Spatial localization data:
══════
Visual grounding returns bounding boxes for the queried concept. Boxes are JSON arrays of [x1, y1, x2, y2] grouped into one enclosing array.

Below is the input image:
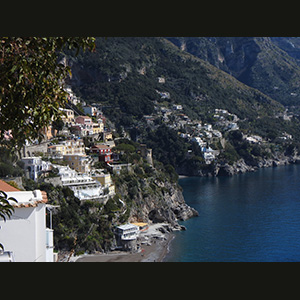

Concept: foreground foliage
[[0, 37, 95, 149]]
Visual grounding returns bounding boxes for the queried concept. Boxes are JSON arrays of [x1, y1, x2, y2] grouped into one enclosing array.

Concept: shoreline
[[178, 157, 300, 178], [74, 224, 175, 263]]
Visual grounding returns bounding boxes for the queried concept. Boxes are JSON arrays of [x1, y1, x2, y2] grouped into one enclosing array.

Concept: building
[[62, 139, 85, 155], [48, 139, 85, 159], [48, 144, 66, 159], [107, 162, 132, 175], [83, 105, 98, 117], [103, 131, 113, 142], [90, 144, 113, 163], [42, 125, 57, 141], [60, 108, 75, 126], [21, 157, 52, 181], [227, 122, 239, 131], [92, 172, 115, 197], [63, 154, 92, 174], [173, 104, 183, 110], [191, 137, 207, 148], [201, 147, 219, 164], [115, 224, 139, 251], [0, 180, 54, 262], [75, 115, 92, 127], [203, 123, 213, 131], [92, 123, 103, 135], [56, 165, 106, 203], [75, 116, 93, 136], [158, 76, 165, 84]]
══════
Exercise instructions | Return each line above exactly; any pictures are to be skipped.

Solved problem |
Visual grounding returns bounding boxes for the queried concept. Boxes are JSON arrays of [x1, y1, x2, y2] grouped into one enclosing array.

Below is the input image:

Concept: foreground foliage
[[0, 37, 95, 149]]
Visual grounding returns bounding boxes for the queried concept. Boxes are JSON arrays of [x1, y1, x2, y2] grouped into one enclosing array.

Concept: shoreline
[[178, 157, 300, 178], [74, 224, 175, 263]]
Visual grounding returns bounding boxes for the queried concept. Boxes are JSON arrays of [x1, y1, x2, y2] grouped into one enclosing array.

Concept: building
[[62, 139, 85, 155], [48, 139, 85, 159], [48, 144, 66, 159], [107, 162, 132, 175], [83, 105, 98, 117], [103, 131, 113, 142], [90, 144, 113, 163], [42, 125, 57, 141], [60, 108, 75, 126], [21, 157, 52, 181], [227, 122, 239, 131], [92, 172, 115, 197], [63, 154, 92, 174], [173, 104, 183, 110], [191, 137, 207, 148], [201, 147, 219, 164], [115, 224, 139, 251], [0, 180, 54, 262], [75, 115, 92, 127], [203, 123, 213, 131], [92, 123, 103, 135], [56, 165, 106, 203], [75, 116, 93, 136], [158, 76, 165, 84]]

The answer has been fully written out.